→ **Texto extraído**
::::::

Portugal em ruínas
Lucy Pepper
26/4/2015, OBSERVADOR
Como é possível que se tenha
tornado um hábito deixar tantos edifícios em ruína, especialmente num país onde
o desperdício é um pecado? Porque é que continua a acontecer? Porque é que não
se faz nada?
Não é possível
encontrar defensores mais ferozes da beleza da sua terra do que os portugueses.
E, já agora, podem-me incluir no grupo. A diversidade incrível de paisagens, a
possibilidade de passar da montanha ao mar, do deserto à floresta, tudo num par
de horas de automóvel, ainda continua a emocionar-me, mesmo depois de todo este
tempo.

::::::

→ **Tarefa a realizar**
Traduza para inglês a seguinte frase do texto sobre os edifícios em ruína em Portugal: «E, já agora, podem-me incluir no grupo.» As entradas que se seguem não são necessárias.

(Parte de um ficheiro de dados)

::::::

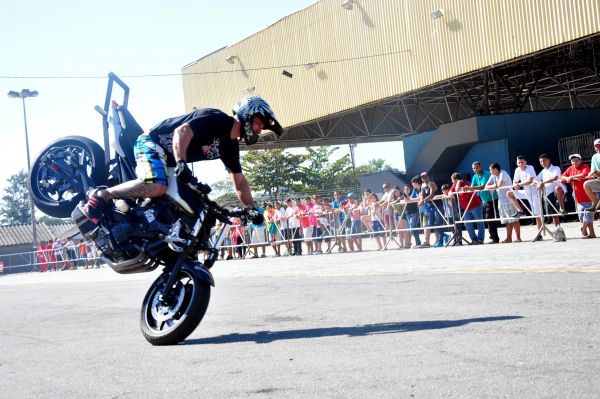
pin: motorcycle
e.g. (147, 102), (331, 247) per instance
(28, 72), (257, 345)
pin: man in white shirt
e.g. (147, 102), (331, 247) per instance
(507, 155), (542, 231)
(485, 162), (521, 243)
(285, 198), (302, 255)
(275, 201), (292, 256)
(535, 154), (567, 226)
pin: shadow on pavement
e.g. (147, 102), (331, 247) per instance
(184, 316), (523, 345)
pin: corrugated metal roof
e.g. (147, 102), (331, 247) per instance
(183, 0), (600, 127)
(0, 223), (79, 247)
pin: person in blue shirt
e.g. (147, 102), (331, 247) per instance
(465, 161), (500, 244)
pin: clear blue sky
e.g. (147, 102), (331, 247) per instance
(0, 0), (404, 194)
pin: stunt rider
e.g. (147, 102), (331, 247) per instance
(83, 96), (283, 223)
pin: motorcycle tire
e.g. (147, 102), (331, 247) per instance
(27, 136), (108, 218)
(140, 266), (210, 345)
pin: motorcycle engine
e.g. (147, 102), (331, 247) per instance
(71, 203), (176, 262)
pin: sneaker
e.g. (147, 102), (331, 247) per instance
(82, 190), (108, 224)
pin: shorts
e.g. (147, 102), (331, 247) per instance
(584, 179), (600, 193)
(250, 226), (267, 244)
(302, 226), (314, 240)
(371, 220), (383, 237)
(498, 202), (519, 224)
(350, 220), (362, 234)
(133, 134), (169, 186)
(577, 202), (594, 224)
(513, 189), (542, 216)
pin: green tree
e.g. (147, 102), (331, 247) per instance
(210, 179), (240, 206)
(0, 170), (31, 224)
(242, 149), (306, 199)
(365, 158), (392, 173)
(301, 147), (352, 191)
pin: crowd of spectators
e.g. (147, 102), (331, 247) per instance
(221, 139), (600, 259)
(36, 237), (101, 272)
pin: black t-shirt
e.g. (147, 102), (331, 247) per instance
(149, 108), (242, 173)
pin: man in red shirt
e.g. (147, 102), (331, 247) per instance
(450, 173), (485, 245)
(562, 154), (596, 238)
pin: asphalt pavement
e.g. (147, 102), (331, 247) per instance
(0, 224), (600, 398)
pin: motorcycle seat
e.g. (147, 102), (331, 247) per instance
(166, 168), (194, 215)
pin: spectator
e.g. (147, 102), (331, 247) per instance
(583, 139), (600, 212)
(346, 193), (362, 252)
(298, 197), (315, 255)
(52, 240), (66, 270)
(367, 193), (384, 251)
(358, 188), (372, 233)
(468, 161), (500, 244)
(250, 201), (267, 258)
(286, 199), (303, 256)
(441, 184), (462, 238)
(331, 191), (348, 252)
(308, 194), (323, 255)
(275, 201), (292, 256)
(377, 183), (393, 234)
(402, 185), (421, 248)
(231, 218), (246, 259)
(419, 172), (446, 248)
(265, 204), (281, 256)
(388, 186), (412, 249)
(45, 240), (57, 271)
(507, 155), (543, 233)
(485, 162), (521, 243)
(536, 154), (567, 222)
(65, 238), (79, 270)
(34, 241), (48, 273)
(561, 154), (596, 238)
(317, 198), (336, 254)
(450, 173), (485, 245)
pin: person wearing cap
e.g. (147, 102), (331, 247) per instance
(285, 198), (302, 256)
(464, 161), (500, 244)
(485, 162), (521, 243)
(345, 193), (362, 252)
(506, 155), (543, 231)
(535, 154), (567, 220)
(419, 172), (446, 247)
(331, 191), (347, 252)
(561, 154), (596, 238)
(583, 139), (600, 212)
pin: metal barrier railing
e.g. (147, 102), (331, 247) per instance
(4, 187), (587, 272)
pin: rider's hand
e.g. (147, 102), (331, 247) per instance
(175, 161), (194, 183)
(246, 206), (265, 225)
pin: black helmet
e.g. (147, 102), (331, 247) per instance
(233, 96), (283, 145)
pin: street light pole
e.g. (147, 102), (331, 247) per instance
(8, 89), (38, 264)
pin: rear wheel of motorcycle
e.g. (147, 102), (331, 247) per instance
(27, 136), (108, 218)
(140, 267), (210, 345)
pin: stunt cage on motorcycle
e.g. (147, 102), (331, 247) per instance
(28, 73), (255, 345)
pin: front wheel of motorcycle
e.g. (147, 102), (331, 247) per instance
(140, 267), (210, 345)
(27, 136), (108, 218)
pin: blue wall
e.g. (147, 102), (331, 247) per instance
(456, 140), (512, 175)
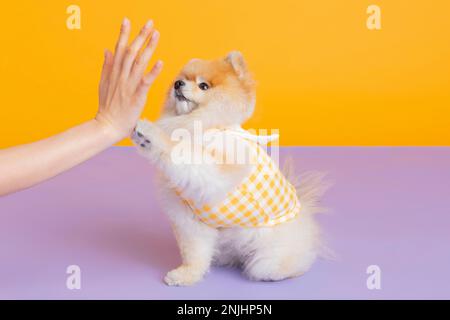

::::::

→ **Resposta correta**
And, by the way, you can include me in that group.